• Required task
Every entry below should be transcribed exactly; pictures stay out of the copy.

(Records from a point labeling set)
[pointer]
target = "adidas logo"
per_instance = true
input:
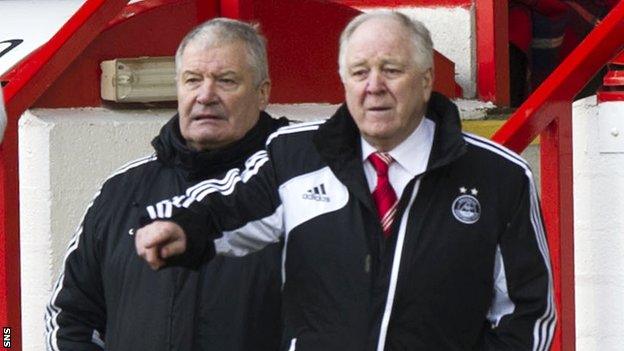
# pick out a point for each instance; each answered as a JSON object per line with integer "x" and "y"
{"x": 317, "y": 194}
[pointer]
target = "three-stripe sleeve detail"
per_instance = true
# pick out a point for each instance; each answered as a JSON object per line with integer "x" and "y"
{"x": 543, "y": 329}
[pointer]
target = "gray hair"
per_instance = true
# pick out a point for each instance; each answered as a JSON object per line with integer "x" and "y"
{"x": 222, "y": 31}
{"x": 418, "y": 33}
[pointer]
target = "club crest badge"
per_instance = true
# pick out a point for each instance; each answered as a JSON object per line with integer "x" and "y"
{"x": 466, "y": 208}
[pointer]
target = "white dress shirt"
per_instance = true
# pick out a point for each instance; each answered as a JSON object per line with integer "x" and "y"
{"x": 410, "y": 157}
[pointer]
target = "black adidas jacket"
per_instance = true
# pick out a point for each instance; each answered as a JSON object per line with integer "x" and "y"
{"x": 108, "y": 297}
{"x": 466, "y": 268}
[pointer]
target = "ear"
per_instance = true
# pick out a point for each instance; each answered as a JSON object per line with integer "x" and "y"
{"x": 264, "y": 91}
{"x": 427, "y": 84}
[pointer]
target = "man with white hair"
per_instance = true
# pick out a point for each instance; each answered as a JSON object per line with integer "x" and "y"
{"x": 106, "y": 298}
{"x": 400, "y": 232}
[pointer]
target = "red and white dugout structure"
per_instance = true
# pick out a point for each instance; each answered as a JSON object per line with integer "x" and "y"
{"x": 69, "y": 140}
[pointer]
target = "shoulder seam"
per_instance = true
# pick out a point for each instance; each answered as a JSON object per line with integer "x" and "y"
{"x": 302, "y": 127}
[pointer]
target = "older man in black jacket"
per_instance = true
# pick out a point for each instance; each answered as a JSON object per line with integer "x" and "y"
{"x": 106, "y": 297}
{"x": 401, "y": 232}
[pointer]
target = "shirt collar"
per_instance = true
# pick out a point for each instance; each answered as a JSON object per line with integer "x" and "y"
{"x": 413, "y": 153}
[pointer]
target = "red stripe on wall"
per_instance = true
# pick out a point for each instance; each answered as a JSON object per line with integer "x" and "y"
{"x": 399, "y": 3}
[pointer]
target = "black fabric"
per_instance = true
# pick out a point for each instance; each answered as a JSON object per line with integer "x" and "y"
{"x": 474, "y": 207}
{"x": 106, "y": 289}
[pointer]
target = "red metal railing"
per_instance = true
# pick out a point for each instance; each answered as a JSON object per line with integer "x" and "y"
{"x": 43, "y": 66}
{"x": 548, "y": 112}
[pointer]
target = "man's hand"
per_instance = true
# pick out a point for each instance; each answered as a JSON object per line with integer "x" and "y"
{"x": 158, "y": 241}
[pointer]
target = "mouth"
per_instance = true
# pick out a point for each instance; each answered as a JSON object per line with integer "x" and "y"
{"x": 378, "y": 108}
{"x": 207, "y": 117}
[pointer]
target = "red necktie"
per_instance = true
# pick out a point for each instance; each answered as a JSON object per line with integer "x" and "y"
{"x": 384, "y": 195}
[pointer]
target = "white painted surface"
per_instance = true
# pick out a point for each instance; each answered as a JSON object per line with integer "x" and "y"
{"x": 453, "y": 34}
{"x": 64, "y": 156}
{"x": 598, "y": 233}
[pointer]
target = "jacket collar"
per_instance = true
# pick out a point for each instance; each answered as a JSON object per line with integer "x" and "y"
{"x": 172, "y": 151}
{"x": 338, "y": 143}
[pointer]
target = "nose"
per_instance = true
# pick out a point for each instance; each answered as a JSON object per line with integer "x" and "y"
{"x": 375, "y": 83}
{"x": 206, "y": 94}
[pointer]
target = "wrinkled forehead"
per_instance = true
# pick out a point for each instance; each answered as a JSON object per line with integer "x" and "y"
{"x": 381, "y": 38}
{"x": 231, "y": 53}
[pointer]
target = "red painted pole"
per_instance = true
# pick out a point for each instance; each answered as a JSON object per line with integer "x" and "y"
{"x": 558, "y": 209}
{"x": 9, "y": 238}
{"x": 549, "y": 111}
{"x": 27, "y": 81}
{"x": 492, "y": 51}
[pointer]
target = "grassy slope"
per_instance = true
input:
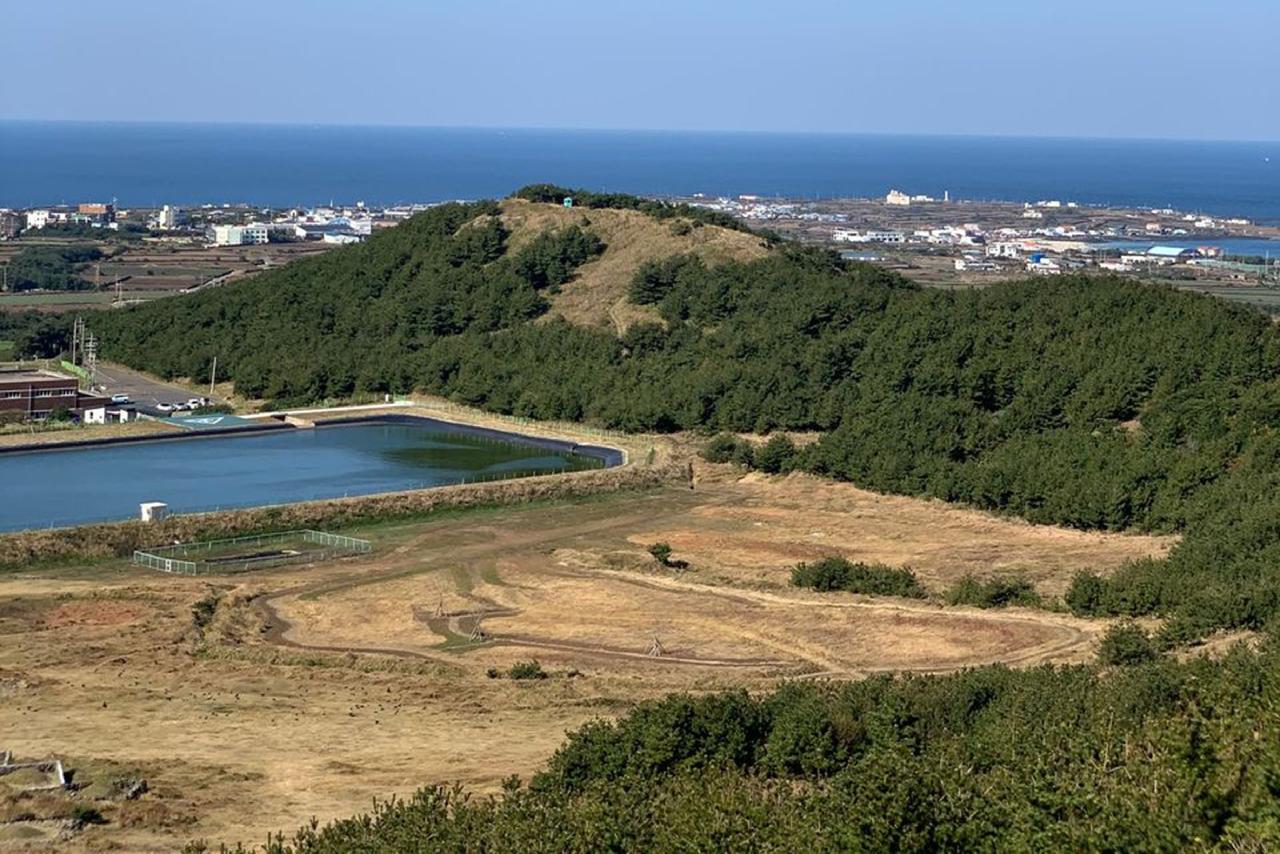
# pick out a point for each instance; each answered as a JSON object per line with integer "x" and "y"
{"x": 598, "y": 296}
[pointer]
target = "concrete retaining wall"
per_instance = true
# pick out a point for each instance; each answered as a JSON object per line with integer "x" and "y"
{"x": 120, "y": 539}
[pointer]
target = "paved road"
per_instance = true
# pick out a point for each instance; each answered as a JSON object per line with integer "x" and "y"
{"x": 144, "y": 391}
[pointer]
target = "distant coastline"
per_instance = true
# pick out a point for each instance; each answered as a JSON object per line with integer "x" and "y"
{"x": 49, "y": 163}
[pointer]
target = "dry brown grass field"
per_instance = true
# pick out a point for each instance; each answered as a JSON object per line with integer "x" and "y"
{"x": 310, "y": 690}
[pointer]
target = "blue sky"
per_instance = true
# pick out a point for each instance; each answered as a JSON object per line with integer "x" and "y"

• Expected answer
[pointer]
target = "adidas logo"
per_instance = true
input:
# pick out a point for each instance; each answered as a JSON object per line with integer "x" and "y"
{"x": 317, "y": 194}
[pointer]
target = "three-stripe sleeve detail"
per_instance = true
# pick out a point for each instance; each answered as a JSON object per line with integer "x" and "y"
{"x": 543, "y": 329}
[pointer]
target = "gray hair"
per_instance = true
# pick out a point for each instance; each answered as a JSON object per line with integer "x" and "y"
{"x": 222, "y": 31}
{"x": 418, "y": 33}
[pointer]
target = "club crest badge"
per_instance = true
# pick out a point for each instance; each answered as a JSON object per line with integer "x" and "y"
{"x": 466, "y": 208}
[pointer]
target = "white dress shirt"
per_instance = true
# pick out a point for each instance; each answered as a JSON object per line with integer "x" and "y"
{"x": 410, "y": 157}
[pointer]
target = "black adidas jacket"
per_instance = true
# pick out a point for each instance; each answered as a JSON object per line with integer "x" and "y"
{"x": 108, "y": 297}
{"x": 466, "y": 268}
[pointer]
target = "ear"
per_instance = true
# pick out a point for each instance; each answered as a JSON object per line with integer "x" and "y"
{"x": 264, "y": 91}
{"x": 427, "y": 84}
[pointer]
target = "man with white hair"
per_instance = true
# pick out a point for each instance; each answered as a JSON object per line with integer "x" and "y"
{"x": 106, "y": 298}
{"x": 400, "y": 232}
[pointer]
target = "red and white dugout structure"
per_instance = true
# pick out a point for each instance; each answered as a JSON object per line with integer "x" and "y"
{"x": 69, "y": 140}
[pointer]
target = "shoulder seam"
per_instance = true
# pick out a point for each instance; each answered as a JSON object per line with integer "x" and "y"
{"x": 302, "y": 127}
[pointer]
target = "older man in black jacket"
per_instance = true
# pick out a point for each instance; each answered as a JSON object per line with integer "x" and "y"
{"x": 106, "y": 297}
{"x": 401, "y": 232}
[pointer]
target = "shirt collar"
per_instance = true
# pick out a point for each instance; each answered as a JSON object per line with integer "x" and "y"
{"x": 413, "y": 153}
[pointer]
target = "red stripe on wall"
per_instance = true
# pick out a point for each instance; each answered as a JSON object per line with integer "x" and "y"
{"x": 399, "y": 3}
[pointer]
target = "black fabric"
per_instance = true
# pick out a point for each instance; each answered as a JSON object per line with integer "x" and "y"
{"x": 474, "y": 207}
{"x": 106, "y": 289}
[pointer]
target = "red metal railing"
per_instance = true
# pick out a point for each instance; each answered as a JSON object per line with integer "x" and "y"
{"x": 43, "y": 66}
{"x": 548, "y": 112}
[pointer]
target = "man's hand"
per_instance = true
# pick out a point for each instance; each answered as a JSON object per line with integer "x" and "y"
{"x": 158, "y": 241}
[pointer]
target = "mouth"
per_instance = true
# pick out a point for each instance; each answered as a JSON object per line with integer "x" and "y"
{"x": 378, "y": 108}
{"x": 207, "y": 117}
[pointer]
target = "red necktie"
per_instance = true
# pick out a point for each instance; each answered as a JSON object per line with integer "x" and "y"
{"x": 384, "y": 195}
[pointer]
target = "white painted surface"
per_instance = true
# pick out a point for each instance; each answered as a JSON object per line with integer "x" and "y"
{"x": 453, "y": 34}
{"x": 64, "y": 156}
{"x": 598, "y": 233}
[pointer]
target = "jacket collar"
per_instance = true
# pick out a point for each instance; each answered as a JSON object per line with integer "x" and "y"
{"x": 172, "y": 151}
{"x": 338, "y": 143}
[pointer]
target = "nose"
per_instance = true
# pick out a point for each instance; each answered as a JSON object per line with integer "x" and "y"
{"x": 375, "y": 83}
{"x": 206, "y": 94}
[pointer]
target = "wrinkled forehead"
per_instance = true
# pick out a point for each instance; each answered as a JSON object per line with integer "x" and "y"
{"x": 381, "y": 38}
{"x": 231, "y": 53}
[pointer]
target = "red painted pole"
per_instance = true
# pick out a point for each instance; each answered as a JSON object per line with integer "x" and "y"
{"x": 558, "y": 209}
{"x": 9, "y": 238}
{"x": 549, "y": 111}
{"x": 27, "y": 81}
{"x": 492, "y": 51}
[pointer]
target = "grassy slope"
per_instance = true
input:
# pick out a point for each instance; each answered as a JSON object per line with integer "x" and "y"
{"x": 598, "y": 296}
[pointer]
target = "concrete retaining wall"
per_instance = true
# pick out a point for each instance; each answered as a JSON object per line with integer "x" and "y"
{"x": 120, "y": 539}
[pointer]
target = "paved road"
per_instance = true
# pick out a point for each instance; each answered as a JSON object per line with integer "x" and "y"
{"x": 144, "y": 391}
[pointer]
target = "distant coastline"
per_instance = true
# pick out a point for each instance; each answered as a JSON object per line with integer "x" and "y"
{"x": 49, "y": 163}
[pointer]
target = "dry brown grass field"
per_instance = true
# pick out a point for each instance; each answered as a JSON object per line with integer "x" and "y"
{"x": 310, "y": 690}
[pointer]
target = "blue sky"
per_instance = true
# pick out a point for each instance; each answered as a JSON object per line with integer "x" and "y"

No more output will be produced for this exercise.